= EXERCISE GOAL =
Lay out every line of the material below as a Markdown table with the columns "No." and "Text", one row per line, skipping blank lines. Leave the pictures out.

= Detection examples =
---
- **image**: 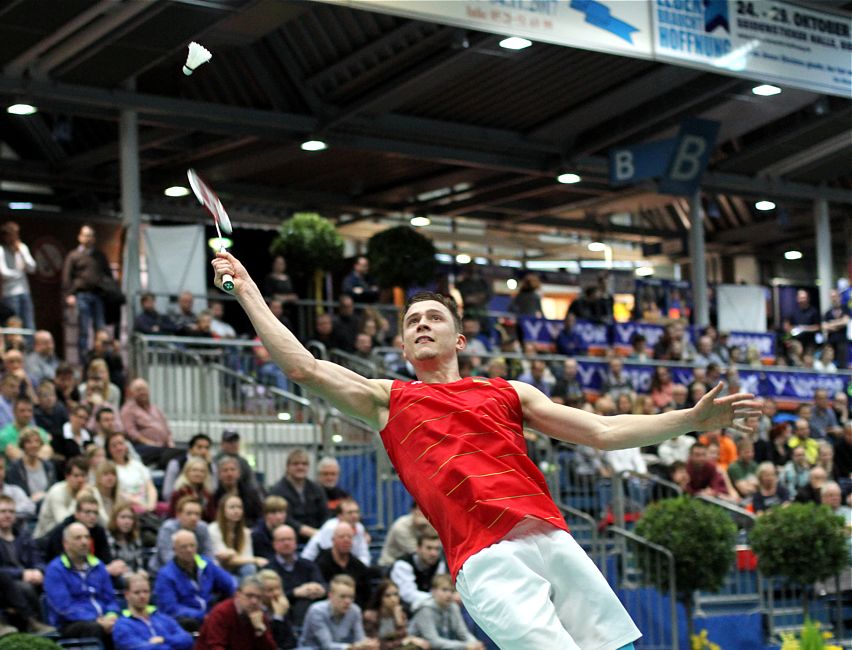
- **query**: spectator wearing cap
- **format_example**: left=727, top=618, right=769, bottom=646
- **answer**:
left=213, top=429, right=258, bottom=490
left=269, top=448, right=328, bottom=542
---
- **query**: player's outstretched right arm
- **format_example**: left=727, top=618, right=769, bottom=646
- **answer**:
left=212, top=252, right=391, bottom=429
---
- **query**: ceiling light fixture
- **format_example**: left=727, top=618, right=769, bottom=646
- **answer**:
left=299, top=140, right=328, bottom=151
left=163, top=185, right=189, bottom=197
left=556, top=173, right=583, bottom=185
left=751, top=84, right=781, bottom=97
left=500, top=36, right=532, bottom=50
left=6, top=104, right=38, bottom=115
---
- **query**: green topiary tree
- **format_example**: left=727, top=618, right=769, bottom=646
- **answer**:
left=0, top=634, right=62, bottom=650
left=269, top=212, right=343, bottom=300
left=636, top=496, right=737, bottom=638
left=367, top=226, right=438, bottom=289
left=749, top=503, right=849, bottom=616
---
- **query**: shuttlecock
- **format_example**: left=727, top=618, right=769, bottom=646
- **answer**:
left=183, top=41, right=213, bottom=77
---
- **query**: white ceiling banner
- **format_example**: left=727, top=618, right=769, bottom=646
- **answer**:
left=318, top=0, right=852, bottom=97
left=652, top=0, right=852, bottom=97
left=320, top=0, right=651, bottom=59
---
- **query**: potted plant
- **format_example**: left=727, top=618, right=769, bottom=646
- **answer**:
left=749, top=503, right=849, bottom=616
left=636, top=496, right=737, bottom=638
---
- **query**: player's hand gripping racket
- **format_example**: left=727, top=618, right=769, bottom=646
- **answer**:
left=186, top=169, right=234, bottom=293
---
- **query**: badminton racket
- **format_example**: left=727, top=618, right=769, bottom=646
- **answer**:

= ANSWER BELOW =
| No. | Text |
|---|---|
| 1 | --- |
| 2 | - **image**:  |
| 3 | - **query**: spectator wearing cap |
| 4 | - **format_example**: left=727, top=618, right=769, bottom=646 |
| 5 | - **answer**: |
| 6 | left=213, top=429, right=258, bottom=490 |
| 7 | left=269, top=448, right=328, bottom=542 |
| 8 | --- |
| 9 | - **query**: player's outstretched right arm |
| 10 | - **format_example**: left=727, top=618, right=769, bottom=646 |
| 11 | - **answer**: |
| 12 | left=212, top=252, right=391, bottom=429 |
| 13 | --- |
| 14 | - **query**: ceiling light fixture |
| 15 | - **format_example**: left=727, top=618, right=769, bottom=646 |
| 16 | - **answer**: |
| 17 | left=299, top=140, right=328, bottom=151 |
| 18 | left=163, top=185, right=189, bottom=197 |
| 19 | left=556, top=173, right=583, bottom=185 |
| 20 | left=751, top=84, right=781, bottom=97 |
| 21 | left=500, top=36, right=532, bottom=50 |
| 22 | left=6, top=104, right=38, bottom=115 |
| 23 | --- |
| 24 | - **query**: green topiary tree |
| 25 | - **format_example**: left=727, top=618, right=769, bottom=646 |
| 26 | - **answer**: |
| 27 | left=0, top=634, right=62, bottom=650 |
| 28 | left=269, top=212, right=343, bottom=300 |
| 29 | left=636, top=496, right=737, bottom=638 |
| 30 | left=367, top=226, right=438, bottom=289 |
| 31 | left=749, top=503, right=849, bottom=616 |
| 32 | --- |
| 33 | - **query**: shuttlecock |
| 34 | - **format_example**: left=727, top=618, right=769, bottom=646 |
| 35 | - **answer**: |
| 36 | left=183, top=41, right=213, bottom=77 |
| 37 | --- |
| 38 | - **query**: white ceiling banner |
| 39 | - **format_example**: left=727, top=618, right=769, bottom=646 |
| 40 | - **answer**: |
| 41 | left=318, top=0, right=852, bottom=97 |
| 42 | left=652, top=0, right=852, bottom=97 |
| 43 | left=320, top=0, right=651, bottom=59 |
| 44 | --- |
| 45 | - **query**: potted plant |
| 46 | - **format_example**: left=727, top=618, right=769, bottom=646 |
| 47 | - **answer**: |
| 48 | left=749, top=503, right=849, bottom=616 |
| 49 | left=636, top=496, right=737, bottom=638 |
| 50 | --- |
| 51 | - **query**: player's hand gripping racket |
| 52 | - **format_example**: left=727, top=618, right=769, bottom=646 |
| 53 | - **answer**: |
| 54 | left=186, top=169, right=234, bottom=293 |
| 55 | --- |
| 56 | - **query**: badminton racket |
| 57 | - **format_example**: left=727, top=618, right=769, bottom=646 |
| 58 | - **answer**: |